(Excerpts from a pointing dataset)
..............................
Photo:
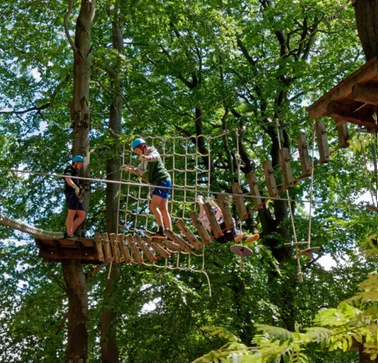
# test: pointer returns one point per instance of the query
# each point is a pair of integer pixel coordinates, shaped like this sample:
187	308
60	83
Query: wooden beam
342	131
124	248
200	228
188	234
157	248
223	205
239	201
286	168
322	141
269	178
344	88
215	228
365	94
255	190
303	155
114	246
108	253
144	248
178	240
134	249
50	254
100	252
349	112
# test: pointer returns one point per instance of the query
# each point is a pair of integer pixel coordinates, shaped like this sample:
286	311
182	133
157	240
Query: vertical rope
290	209
311	186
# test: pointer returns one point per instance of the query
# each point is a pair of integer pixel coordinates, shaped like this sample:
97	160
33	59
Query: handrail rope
311	186
290	208
238	165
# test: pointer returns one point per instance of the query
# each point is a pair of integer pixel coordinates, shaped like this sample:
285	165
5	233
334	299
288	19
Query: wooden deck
354	100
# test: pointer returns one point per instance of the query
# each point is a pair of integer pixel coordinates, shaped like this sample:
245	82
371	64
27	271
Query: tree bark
77	347
109	348
366	13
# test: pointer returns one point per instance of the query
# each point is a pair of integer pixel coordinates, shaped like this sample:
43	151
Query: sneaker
199	199
252	238
240	237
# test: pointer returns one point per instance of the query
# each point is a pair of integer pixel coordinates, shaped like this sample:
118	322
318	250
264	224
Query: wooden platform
62	249
353	100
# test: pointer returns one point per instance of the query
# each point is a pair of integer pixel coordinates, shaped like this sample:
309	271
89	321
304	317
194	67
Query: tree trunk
366	12
77	347
109	348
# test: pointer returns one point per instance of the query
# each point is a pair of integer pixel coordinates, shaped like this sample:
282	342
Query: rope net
190	172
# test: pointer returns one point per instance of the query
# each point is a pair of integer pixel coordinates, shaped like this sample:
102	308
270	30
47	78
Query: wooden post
114	245
286	168
239	200
255	191
108	253
185	245
200	228
227	216
188	234
322	141
144	248
100	252
303	155
215	228
124	248
342	131
134	249
270	179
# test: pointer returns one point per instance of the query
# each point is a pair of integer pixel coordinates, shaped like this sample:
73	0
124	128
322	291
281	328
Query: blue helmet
78	158
136	142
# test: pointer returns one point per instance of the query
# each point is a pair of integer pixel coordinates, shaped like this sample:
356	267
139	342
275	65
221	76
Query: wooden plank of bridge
227	216
157	248
100	252
342	131
254	188
183	244
270	179
215	228
303	155
188	234
171	245
114	246
239	201
134	249
108	253
322	141
200	228
125	250
144	248
286	168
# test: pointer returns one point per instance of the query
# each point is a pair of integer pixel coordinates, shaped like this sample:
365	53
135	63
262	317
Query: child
228	234
73	195
157	175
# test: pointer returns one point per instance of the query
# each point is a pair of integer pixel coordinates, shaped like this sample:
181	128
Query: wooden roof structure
353	100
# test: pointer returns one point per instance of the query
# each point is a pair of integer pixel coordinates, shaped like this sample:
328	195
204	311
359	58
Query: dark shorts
73	201
228	235
163	192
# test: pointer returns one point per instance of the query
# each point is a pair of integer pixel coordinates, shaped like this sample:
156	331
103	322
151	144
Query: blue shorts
73	201
163	192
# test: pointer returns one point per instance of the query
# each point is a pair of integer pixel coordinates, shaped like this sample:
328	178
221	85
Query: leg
79	220
154	206
165	213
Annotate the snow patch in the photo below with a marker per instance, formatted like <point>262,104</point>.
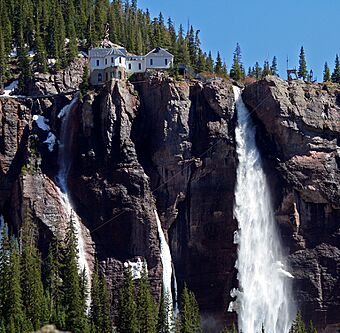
..............................
=== PROBLEM TO WORK ON ===
Tally the lines in the material above that contain the string "rope". Give only the number.

=== COMPLETED TASK ===
3